— Start ARTICLE —

I thought of Lisa’s post about cyber-nastiness this morning while reading A Right to Be Merry,a memoir of life in a Poor Clare cloister.

I’ve long loved Chesterton’s remark that angels can fly because they take themselves so lightly—and I suspect that the nastiness in comment boxes—and on the floor of the House, too—could be improved if we took ourselves less seriously.

The loss of faith has drained genuine humor from life.

There’s plenty of mockery, which is distinct. Genuine humor springs from confidence that in the end, God’s in his heaven and all’s right with the world. But I’ll let Mother Mary Francis say it:

Many persons, perhaps even most, feel that if a girl has a sense of humor, she had better unpack it at the enclosure door.

Actually, a sense of humor is vitally important in the cloister. Without it, the enclosure can easily become a spiritual hothouse, where every trifle marks a crisis and pettiness grows into a cult. A sense of humor is like a sweet, clean wind sweeping through our enclosed lives and purifying the small details of them.

— End ARTICLE —

WRITTEN PROBLEM:
Decide whether each statement below agrees with the passage on humor in the cloister, answering yes or no and quoting the words of the passage that settle it. 1. The writer was reading a memoir of life in a Poor Clare cloister. 2. The writer treats mockery as the same thing as genuine humor. 3. Mother Mary Francis holds that a sense of humor should be left at the enclosure door.

— Start RECORD SET —

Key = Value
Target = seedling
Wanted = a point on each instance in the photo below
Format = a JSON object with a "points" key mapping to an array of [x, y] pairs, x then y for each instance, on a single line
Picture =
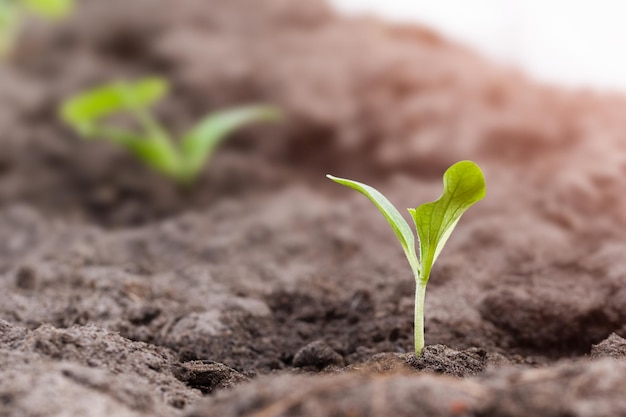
{"points": [[13, 13], [463, 185], [89, 113]]}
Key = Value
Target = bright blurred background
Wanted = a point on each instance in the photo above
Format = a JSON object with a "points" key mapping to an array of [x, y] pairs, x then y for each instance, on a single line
{"points": [[574, 43]]}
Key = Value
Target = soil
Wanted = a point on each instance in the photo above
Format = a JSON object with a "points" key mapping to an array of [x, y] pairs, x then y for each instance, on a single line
{"points": [[267, 290]]}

— End RECORD SET —

RESULT OF THIS EXERCISE:
1. Yes: "a memoir of life in a Poor Clare cloister"
2. No: "There’s plenty of mockery, which is distinct."
3. No: "Actually, a sense of humor is vitally important in the cloister."